- **Aim**:
Reproduce the lines below word for word, leaving out the pictures.

- **Exercise input**:
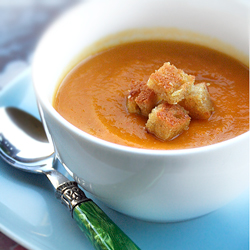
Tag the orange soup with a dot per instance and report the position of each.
(93, 94)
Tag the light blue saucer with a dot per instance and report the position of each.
(30, 214)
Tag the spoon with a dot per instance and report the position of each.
(24, 145)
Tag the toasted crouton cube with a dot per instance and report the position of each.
(166, 121)
(198, 102)
(141, 99)
(170, 83)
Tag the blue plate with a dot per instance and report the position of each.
(30, 214)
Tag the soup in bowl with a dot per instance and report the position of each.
(82, 72)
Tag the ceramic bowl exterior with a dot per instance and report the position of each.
(152, 185)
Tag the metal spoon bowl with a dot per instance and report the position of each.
(24, 145)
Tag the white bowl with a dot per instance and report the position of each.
(151, 185)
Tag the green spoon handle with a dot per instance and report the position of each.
(100, 229)
(102, 232)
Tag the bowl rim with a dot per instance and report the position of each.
(44, 102)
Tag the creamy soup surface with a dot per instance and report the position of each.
(93, 94)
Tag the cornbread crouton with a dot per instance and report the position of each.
(198, 102)
(141, 99)
(170, 84)
(167, 121)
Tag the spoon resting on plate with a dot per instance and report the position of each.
(24, 145)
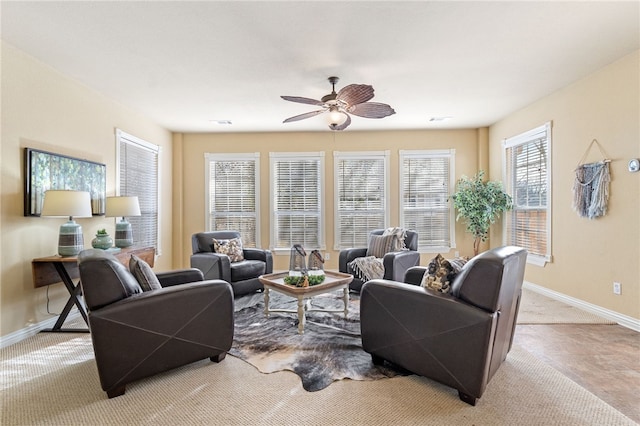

- **Task solution**:
Tag the orange soup with a dot per instance and report the position of each.
(93, 94)
Tag the light blue saucer with a dot per instance and report the position of each.
(30, 214)
Tag the spoon with a dot per instance and report the position of each.
(24, 145)
Tag the toasted crouton cube with a dot per instance and report the position of each.
(166, 121)
(198, 102)
(141, 99)
(170, 83)
Tag the blue plate with a dot per instance and report the position of each.
(30, 214)
Tag the soup in bowl with a dot per instance and report the position of each.
(82, 72)
Tag the ceramic bowl exterior with a dot per instance and report the position of each.
(152, 185)
Tag the metal spoon bowl with a dot per instance and report the position of each.
(24, 145)
Tag the white bowl with a dot per instance and report the position of each.
(151, 185)
Tag the green spoon handle with a dot per instance and report the position of each.
(100, 229)
(102, 232)
Tag the bowl rim with a dot per instance and report the position of each.
(44, 102)
Tag the creamy soup surface with a dot per instance and report the position of each.
(93, 94)
Tag the cornbread crouton with a dot per instance and report the position of each.
(198, 102)
(141, 99)
(170, 84)
(167, 121)
Tag the spoon resting on plate with a dot per instance and report the position of each.
(24, 145)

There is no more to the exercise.